Short task. In the Node.js concurrency notes, condense the point beginning "As an example, let's consider" and its two sub-points into one shorter sentence.

Selected extract.
Concurrency and Throughput

  • JavaScript execution in Node.js is single threaded, so concurrency refers to the event loop's capacity to execute JavaScript callback functions after completing other work

    • Any code that is expected to run in a concurrent manner must allow the event loop to continue running as non-JavaScript operations, like I/O, are occurring
  • As an example, let's consider a case where each request to a web server takes 50ms to complete and 45ms of that 50ms is database I/O that can be done asynchronously

    • Choosing non-blocking asynchronous operations frees up that 45ms per request to handle other requests
    • This is a significant difference in capacity just by choosing to use non-blocking methods instead of blocking methods
  • The event loop is different than models in many other languages where additional threads may be created to handle concurrent work

process.nextTick()

  • Every time the event loop takes a full trip, we call it a tick

  • When we pass a function to process.nextTick()

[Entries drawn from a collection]
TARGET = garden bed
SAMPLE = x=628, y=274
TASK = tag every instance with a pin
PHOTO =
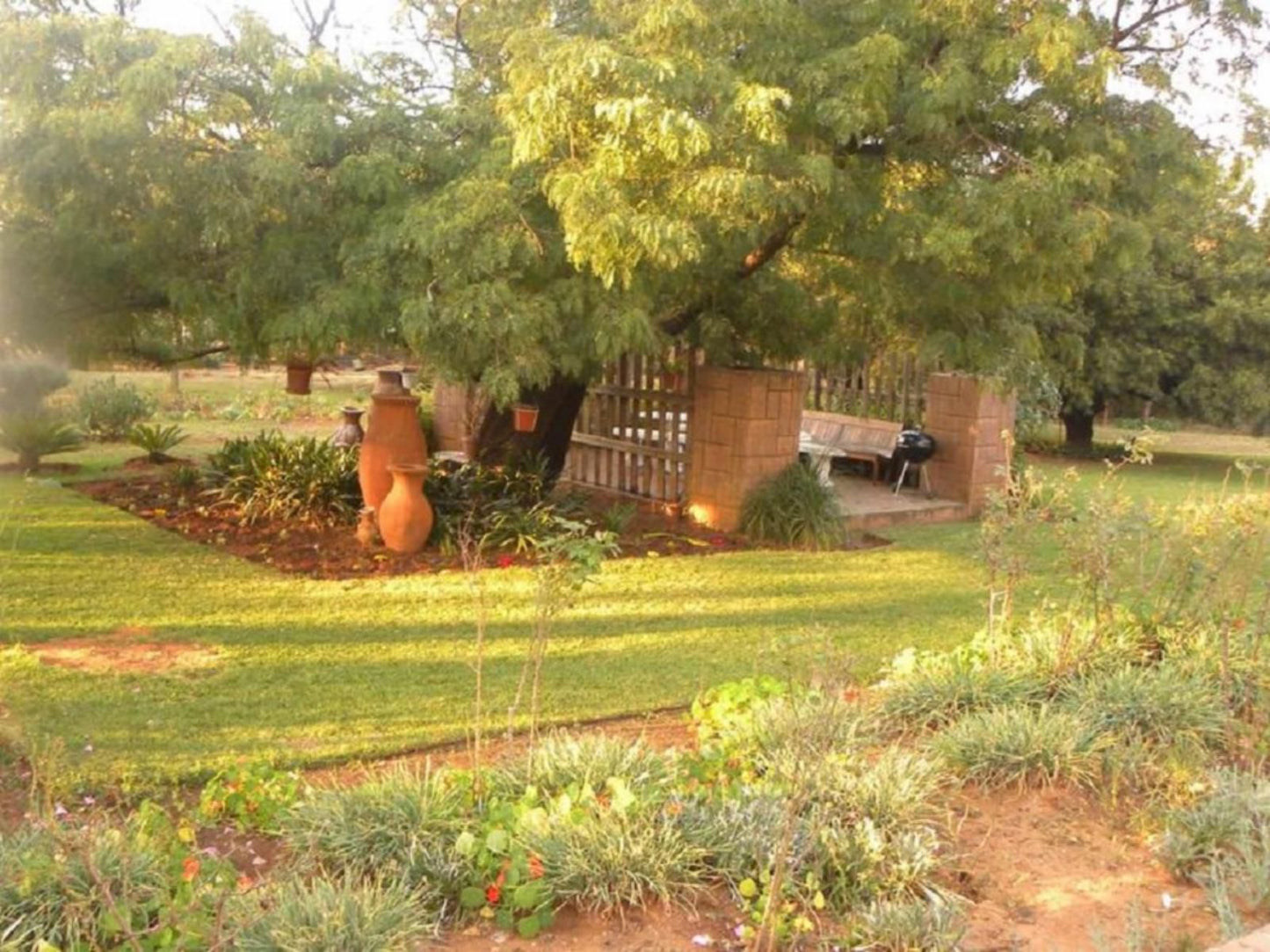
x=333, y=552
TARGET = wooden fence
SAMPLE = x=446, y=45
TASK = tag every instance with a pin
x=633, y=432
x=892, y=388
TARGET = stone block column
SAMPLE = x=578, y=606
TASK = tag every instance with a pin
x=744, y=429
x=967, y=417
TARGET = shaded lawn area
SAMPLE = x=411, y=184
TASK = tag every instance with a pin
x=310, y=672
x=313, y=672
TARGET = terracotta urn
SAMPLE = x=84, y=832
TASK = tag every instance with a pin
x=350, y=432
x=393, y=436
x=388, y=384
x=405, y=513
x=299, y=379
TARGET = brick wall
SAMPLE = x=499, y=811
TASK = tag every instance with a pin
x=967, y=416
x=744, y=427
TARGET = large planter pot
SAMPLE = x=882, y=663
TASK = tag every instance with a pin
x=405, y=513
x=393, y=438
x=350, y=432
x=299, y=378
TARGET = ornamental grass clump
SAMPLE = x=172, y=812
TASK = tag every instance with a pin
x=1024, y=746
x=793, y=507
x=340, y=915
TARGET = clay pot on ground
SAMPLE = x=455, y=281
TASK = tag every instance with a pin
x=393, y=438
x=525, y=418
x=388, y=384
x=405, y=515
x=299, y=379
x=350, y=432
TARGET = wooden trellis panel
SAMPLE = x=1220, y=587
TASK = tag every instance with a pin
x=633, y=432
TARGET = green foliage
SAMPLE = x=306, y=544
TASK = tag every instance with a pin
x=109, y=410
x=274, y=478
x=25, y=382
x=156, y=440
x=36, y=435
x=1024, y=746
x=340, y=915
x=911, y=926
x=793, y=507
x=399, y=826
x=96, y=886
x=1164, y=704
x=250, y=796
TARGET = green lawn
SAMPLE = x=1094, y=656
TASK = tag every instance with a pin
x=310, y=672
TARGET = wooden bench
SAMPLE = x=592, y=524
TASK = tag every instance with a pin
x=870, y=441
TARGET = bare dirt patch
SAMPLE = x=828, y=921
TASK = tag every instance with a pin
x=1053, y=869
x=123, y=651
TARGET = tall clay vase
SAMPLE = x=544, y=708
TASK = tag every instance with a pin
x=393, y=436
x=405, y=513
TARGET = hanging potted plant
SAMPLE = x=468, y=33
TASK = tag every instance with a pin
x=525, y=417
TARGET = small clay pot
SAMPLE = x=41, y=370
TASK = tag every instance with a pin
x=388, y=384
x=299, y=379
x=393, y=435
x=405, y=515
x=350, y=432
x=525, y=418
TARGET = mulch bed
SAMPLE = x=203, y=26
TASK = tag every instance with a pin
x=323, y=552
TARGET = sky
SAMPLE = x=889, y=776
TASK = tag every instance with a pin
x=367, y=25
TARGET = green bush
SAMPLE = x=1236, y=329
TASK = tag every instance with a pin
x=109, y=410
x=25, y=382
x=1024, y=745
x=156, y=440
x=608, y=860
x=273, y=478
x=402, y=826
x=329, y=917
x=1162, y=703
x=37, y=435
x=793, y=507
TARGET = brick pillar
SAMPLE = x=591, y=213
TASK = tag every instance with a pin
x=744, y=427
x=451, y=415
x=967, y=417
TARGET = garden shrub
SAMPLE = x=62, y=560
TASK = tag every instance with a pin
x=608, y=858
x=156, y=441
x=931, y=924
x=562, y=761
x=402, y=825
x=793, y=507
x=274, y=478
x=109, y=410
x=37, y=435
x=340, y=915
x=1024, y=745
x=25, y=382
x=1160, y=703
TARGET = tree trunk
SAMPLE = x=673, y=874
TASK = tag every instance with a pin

* * *

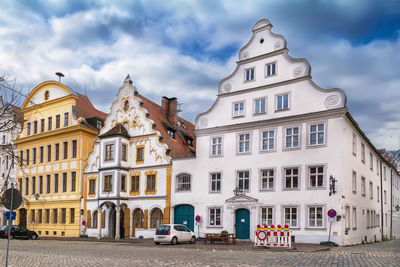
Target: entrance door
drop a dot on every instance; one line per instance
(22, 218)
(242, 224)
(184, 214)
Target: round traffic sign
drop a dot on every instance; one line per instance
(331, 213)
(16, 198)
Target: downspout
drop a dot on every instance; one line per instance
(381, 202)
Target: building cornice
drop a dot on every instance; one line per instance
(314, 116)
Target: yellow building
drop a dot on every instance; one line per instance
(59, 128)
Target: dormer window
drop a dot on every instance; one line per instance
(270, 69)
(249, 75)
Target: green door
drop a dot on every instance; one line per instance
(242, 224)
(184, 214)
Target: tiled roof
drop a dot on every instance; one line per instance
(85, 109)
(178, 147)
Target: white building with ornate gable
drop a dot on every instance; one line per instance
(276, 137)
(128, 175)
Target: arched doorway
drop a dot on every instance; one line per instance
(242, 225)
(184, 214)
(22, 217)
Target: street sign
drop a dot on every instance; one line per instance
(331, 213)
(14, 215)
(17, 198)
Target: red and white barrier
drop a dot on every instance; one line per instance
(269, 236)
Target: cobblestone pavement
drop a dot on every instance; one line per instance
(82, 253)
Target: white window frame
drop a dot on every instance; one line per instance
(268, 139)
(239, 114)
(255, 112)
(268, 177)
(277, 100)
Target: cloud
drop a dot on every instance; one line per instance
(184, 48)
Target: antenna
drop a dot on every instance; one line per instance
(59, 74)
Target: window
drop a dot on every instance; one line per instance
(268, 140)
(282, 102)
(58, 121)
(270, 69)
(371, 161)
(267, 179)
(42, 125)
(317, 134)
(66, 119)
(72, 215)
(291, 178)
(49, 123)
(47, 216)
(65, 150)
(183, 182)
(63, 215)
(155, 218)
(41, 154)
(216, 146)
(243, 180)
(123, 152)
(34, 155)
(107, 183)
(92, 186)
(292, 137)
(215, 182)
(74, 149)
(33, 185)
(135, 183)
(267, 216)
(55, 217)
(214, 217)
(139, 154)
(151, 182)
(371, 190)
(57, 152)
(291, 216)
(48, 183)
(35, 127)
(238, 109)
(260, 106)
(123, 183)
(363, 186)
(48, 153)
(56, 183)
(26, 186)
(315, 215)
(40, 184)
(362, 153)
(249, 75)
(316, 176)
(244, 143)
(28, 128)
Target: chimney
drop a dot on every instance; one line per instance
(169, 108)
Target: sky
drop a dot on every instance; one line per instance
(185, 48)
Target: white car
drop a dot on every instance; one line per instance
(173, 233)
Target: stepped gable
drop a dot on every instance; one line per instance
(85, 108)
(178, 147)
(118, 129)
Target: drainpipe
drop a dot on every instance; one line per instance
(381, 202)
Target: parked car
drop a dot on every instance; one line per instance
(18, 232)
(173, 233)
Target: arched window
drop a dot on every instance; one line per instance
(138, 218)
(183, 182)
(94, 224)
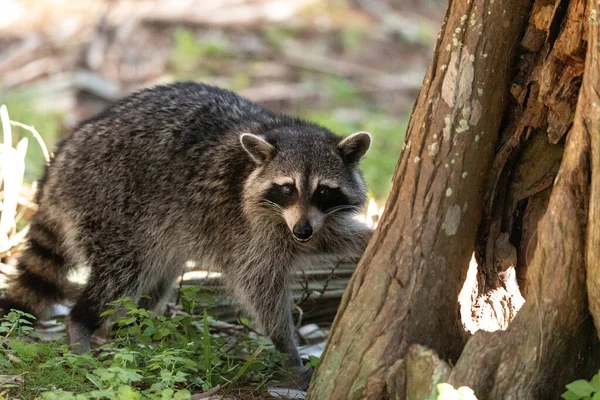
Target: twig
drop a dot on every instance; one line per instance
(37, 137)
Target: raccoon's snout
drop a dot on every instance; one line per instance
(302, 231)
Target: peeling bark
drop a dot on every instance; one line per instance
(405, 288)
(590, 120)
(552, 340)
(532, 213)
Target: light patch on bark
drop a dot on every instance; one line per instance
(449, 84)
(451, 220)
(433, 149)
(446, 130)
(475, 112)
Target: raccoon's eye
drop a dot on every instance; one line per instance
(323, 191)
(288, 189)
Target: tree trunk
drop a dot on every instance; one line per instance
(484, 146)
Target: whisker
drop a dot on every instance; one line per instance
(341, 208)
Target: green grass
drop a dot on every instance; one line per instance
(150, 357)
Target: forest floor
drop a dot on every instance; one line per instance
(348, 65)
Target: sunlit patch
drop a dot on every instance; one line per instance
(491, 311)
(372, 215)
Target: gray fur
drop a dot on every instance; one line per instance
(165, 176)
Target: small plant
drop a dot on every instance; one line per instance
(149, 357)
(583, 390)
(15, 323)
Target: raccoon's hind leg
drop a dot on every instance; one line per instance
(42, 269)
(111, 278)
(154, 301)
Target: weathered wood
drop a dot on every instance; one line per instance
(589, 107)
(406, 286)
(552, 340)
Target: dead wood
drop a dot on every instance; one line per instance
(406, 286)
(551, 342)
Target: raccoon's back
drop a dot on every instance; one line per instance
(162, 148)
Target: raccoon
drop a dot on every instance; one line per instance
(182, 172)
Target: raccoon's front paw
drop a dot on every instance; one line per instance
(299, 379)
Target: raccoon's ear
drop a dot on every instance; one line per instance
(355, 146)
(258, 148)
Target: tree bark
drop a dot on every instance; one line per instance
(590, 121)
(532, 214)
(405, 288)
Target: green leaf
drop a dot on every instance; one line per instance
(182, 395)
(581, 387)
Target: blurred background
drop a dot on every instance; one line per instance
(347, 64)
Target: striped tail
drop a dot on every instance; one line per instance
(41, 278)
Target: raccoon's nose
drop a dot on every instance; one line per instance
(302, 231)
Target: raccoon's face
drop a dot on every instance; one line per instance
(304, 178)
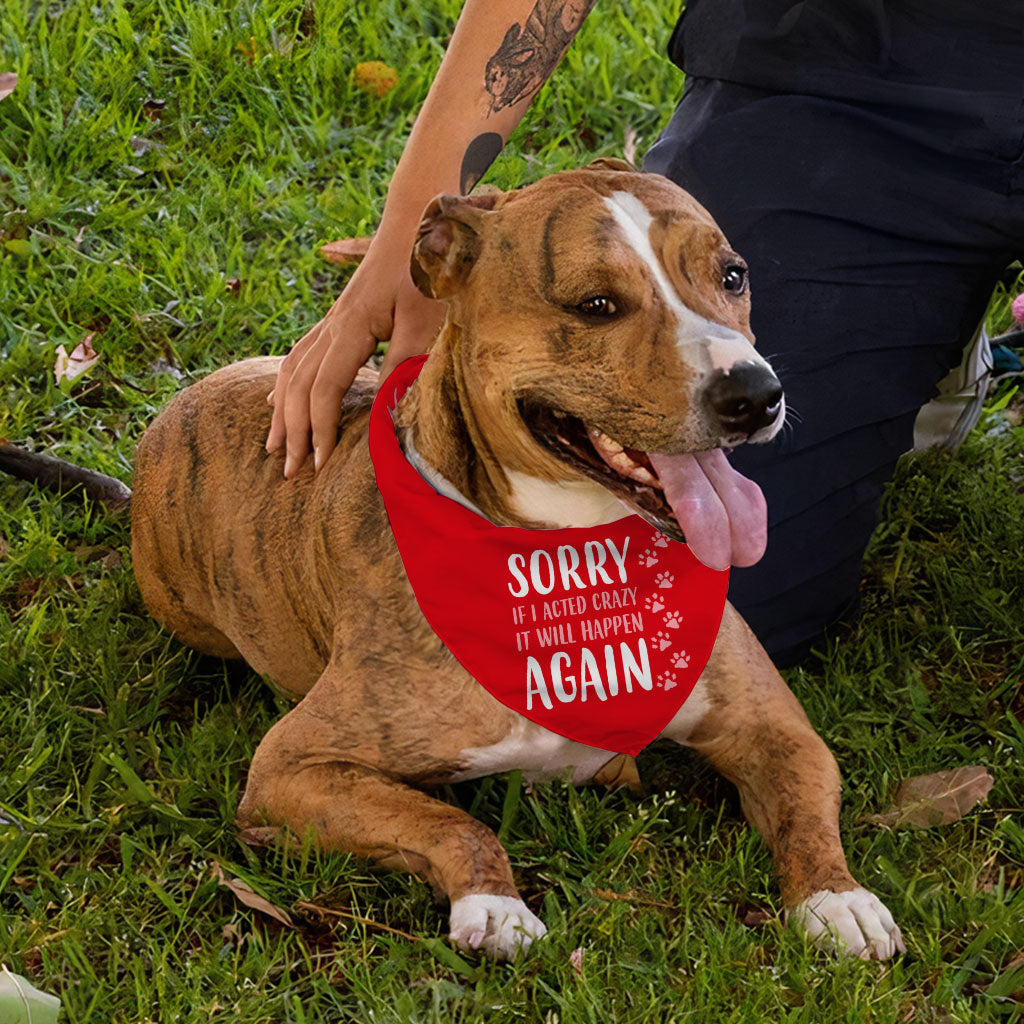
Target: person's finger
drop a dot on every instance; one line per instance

...

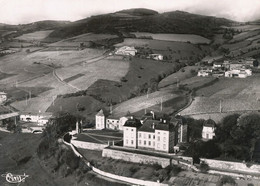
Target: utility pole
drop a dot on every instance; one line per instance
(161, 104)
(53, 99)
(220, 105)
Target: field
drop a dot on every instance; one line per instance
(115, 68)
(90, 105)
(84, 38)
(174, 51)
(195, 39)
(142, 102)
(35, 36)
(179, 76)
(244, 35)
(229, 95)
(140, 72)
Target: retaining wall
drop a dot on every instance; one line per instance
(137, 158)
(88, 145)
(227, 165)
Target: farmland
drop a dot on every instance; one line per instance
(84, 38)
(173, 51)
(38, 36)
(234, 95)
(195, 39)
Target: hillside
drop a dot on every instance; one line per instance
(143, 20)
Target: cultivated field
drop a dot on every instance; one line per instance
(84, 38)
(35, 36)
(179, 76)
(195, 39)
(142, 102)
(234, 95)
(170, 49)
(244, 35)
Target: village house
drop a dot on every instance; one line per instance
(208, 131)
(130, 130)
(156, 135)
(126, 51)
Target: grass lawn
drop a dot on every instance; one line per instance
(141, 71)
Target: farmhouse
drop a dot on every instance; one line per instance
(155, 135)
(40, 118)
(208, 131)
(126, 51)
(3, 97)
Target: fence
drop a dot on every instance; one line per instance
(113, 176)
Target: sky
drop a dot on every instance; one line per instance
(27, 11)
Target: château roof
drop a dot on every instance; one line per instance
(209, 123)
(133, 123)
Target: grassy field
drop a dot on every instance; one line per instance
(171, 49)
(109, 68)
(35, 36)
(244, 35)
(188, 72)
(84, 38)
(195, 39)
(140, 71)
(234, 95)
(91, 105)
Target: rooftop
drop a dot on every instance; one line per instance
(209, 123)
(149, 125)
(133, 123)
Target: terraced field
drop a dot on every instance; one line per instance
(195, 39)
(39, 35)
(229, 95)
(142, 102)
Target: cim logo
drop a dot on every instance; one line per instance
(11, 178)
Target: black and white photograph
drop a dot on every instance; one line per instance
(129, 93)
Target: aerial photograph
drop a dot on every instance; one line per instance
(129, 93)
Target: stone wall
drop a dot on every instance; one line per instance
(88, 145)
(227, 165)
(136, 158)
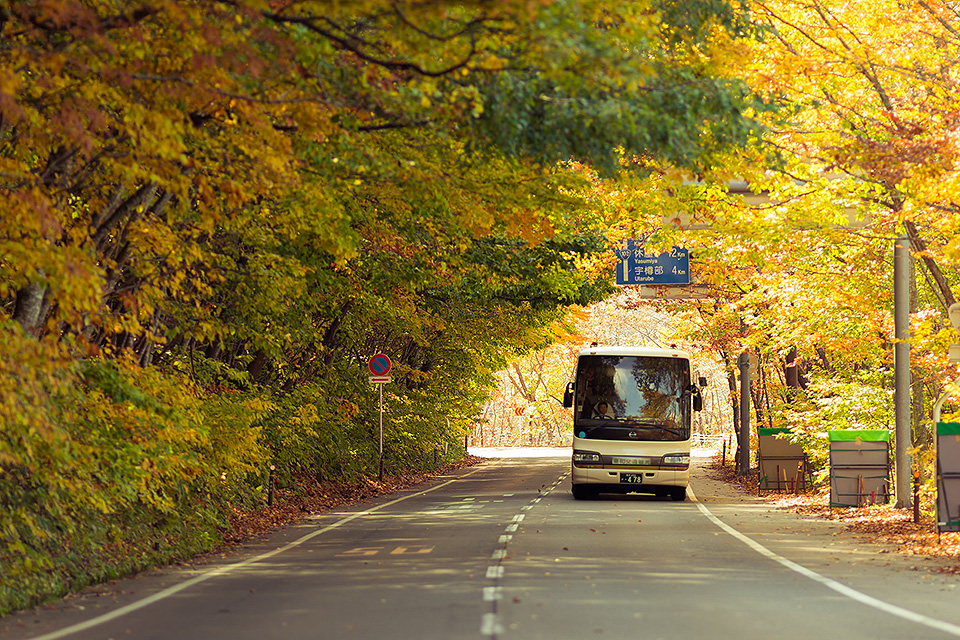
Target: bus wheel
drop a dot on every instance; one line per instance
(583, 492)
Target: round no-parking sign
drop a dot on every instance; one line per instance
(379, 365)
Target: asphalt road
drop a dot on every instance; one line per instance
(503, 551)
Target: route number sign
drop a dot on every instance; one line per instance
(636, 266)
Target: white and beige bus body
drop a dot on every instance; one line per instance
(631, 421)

The solution. If a web request takes 50ms and 45ms of that is database I/O that can run asynchronously, choosing non-blocking over blocking methods frees those 45ms per request to handle other requests, a significant gain in capacity.